-------- Text block --------

Re: Small Java implementation of NFC

From: Rick McGowan (rick@unicode.org)
Date: Wed Mar 09 2005 - 20:17:02 CST

  • Next message: Rick McGowan: "Re: Unicode abuse"

    A number of mail messages from Mark Davis were not distributed by this
    server due to a configuration problem. Attached below is a copy of one such
    message.

            Rick

    --- Below this line is a copy of the message.

    Date: Fri, 4 Mar 2005 16:00:17 -0800
    MIME-Version: 1.0

    It is indeed possible to have a small implementation of NFC; one can make a
    very small one by trading speed against size, as per
    http://www.macchiato.com/unicode/normalization_footprint.htm (the sizes are
    for an older version of Unicode, but wouldn't grow much).

    However, I have one concern; I think it was you who distributed a
    non-conformant BIDI implementation. Have you verified that your
    implementation below is conformant? In particular, does it pass the
    Normalization tests in the UCD, such as

    http://unicode.org/Public/4.0-Update/NormalizationTest-4.0.0.txt

    In particular, we have added tests for 4.0.1 that test cases exposed in PRI
    #29:

    http://unicode.org/Public/4.1.0/ucd/NormalizationTest-4.1.0d11.txt

    ‎Mark

    ----- Original Message -----
    From: "Mark Leisher" <mleisher@crl.NMSU.Edu>
    To: "Unicode List" <unicode@unicode.org>
    Sent: Thursday, March 03, 2005 07:32
    Subject: Re: Small Java implementation of NFC

    > Elliotte Harold wrote:
    > > Currently my Java library (XOM) is dragging along a hefty chunk (344K)

-------- Entries --------

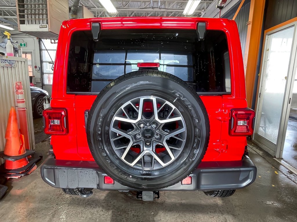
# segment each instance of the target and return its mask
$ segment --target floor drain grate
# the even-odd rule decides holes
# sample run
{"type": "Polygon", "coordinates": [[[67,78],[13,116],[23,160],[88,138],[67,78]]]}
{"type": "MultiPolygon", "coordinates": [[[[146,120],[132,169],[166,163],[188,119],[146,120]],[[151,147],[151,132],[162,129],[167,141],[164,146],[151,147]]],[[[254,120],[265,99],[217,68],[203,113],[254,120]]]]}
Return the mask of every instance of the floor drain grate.
{"type": "Polygon", "coordinates": [[[46,139],[50,136],[50,135],[45,134],[43,131],[35,135],[35,144],[39,143],[46,139]]]}

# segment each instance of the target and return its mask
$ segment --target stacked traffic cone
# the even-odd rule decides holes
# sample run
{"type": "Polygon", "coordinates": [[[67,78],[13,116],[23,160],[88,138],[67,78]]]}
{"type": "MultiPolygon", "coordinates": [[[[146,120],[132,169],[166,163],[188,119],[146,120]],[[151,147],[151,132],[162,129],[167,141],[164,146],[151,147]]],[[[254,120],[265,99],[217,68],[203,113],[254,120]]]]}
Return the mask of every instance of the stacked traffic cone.
{"type": "Polygon", "coordinates": [[[0,157],[5,160],[5,163],[0,166],[0,175],[8,178],[18,178],[37,168],[35,163],[41,158],[38,157],[28,160],[35,151],[26,149],[24,136],[20,133],[17,113],[13,107],[9,112],[5,139],[4,151],[0,152],[0,157]]]}

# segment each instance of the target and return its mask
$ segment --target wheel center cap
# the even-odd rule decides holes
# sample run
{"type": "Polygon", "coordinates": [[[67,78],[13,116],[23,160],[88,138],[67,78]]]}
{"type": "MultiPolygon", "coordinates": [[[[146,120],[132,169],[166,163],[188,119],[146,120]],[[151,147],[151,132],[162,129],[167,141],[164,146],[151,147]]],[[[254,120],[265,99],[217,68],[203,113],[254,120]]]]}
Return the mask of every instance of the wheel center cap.
{"type": "Polygon", "coordinates": [[[151,138],[154,136],[154,132],[149,128],[145,129],[142,133],[146,144],[149,145],[151,142],[151,138]]]}

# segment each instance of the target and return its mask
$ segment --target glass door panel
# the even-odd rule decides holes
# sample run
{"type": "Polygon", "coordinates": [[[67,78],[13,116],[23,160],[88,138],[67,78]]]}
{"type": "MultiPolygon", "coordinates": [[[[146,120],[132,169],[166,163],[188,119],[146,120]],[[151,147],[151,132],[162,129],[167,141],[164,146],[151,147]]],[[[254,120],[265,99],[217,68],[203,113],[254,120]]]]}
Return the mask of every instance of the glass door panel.
{"type": "MultiPolygon", "coordinates": [[[[271,143],[275,151],[290,61],[294,27],[269,35],[266,47],[256,134],[271,143]]],[[[255,138],[256,138],[255,135],[255,138]]]]}

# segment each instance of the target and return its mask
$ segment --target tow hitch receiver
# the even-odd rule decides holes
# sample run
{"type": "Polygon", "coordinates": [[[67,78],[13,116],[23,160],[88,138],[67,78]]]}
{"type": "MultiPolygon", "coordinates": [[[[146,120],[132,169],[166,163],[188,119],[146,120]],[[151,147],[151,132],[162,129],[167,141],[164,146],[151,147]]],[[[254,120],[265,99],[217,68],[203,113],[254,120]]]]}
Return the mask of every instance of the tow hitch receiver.
{"type": "Polygon", "coordinates": [[[160,193],[159,191],[137,191],[136,197],[144,201],[152,201],[154,199],[159,199],[160,193]]]}

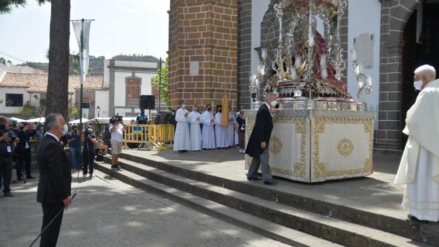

--------

§ **Exercise objective**:
Please answer these questions about the mailing-list message above:
1. Why were a number of mail messages from Mark Davis not distributed by the server?
2. What does Mark say one can trade to make a very small implementation of NFC?
3. How large is the chunk that Elliotte Harold's Java library (XOM) is dragging along?

§ **Response**:
1. A configuration problem.
2. Speed against size.
3. 344K.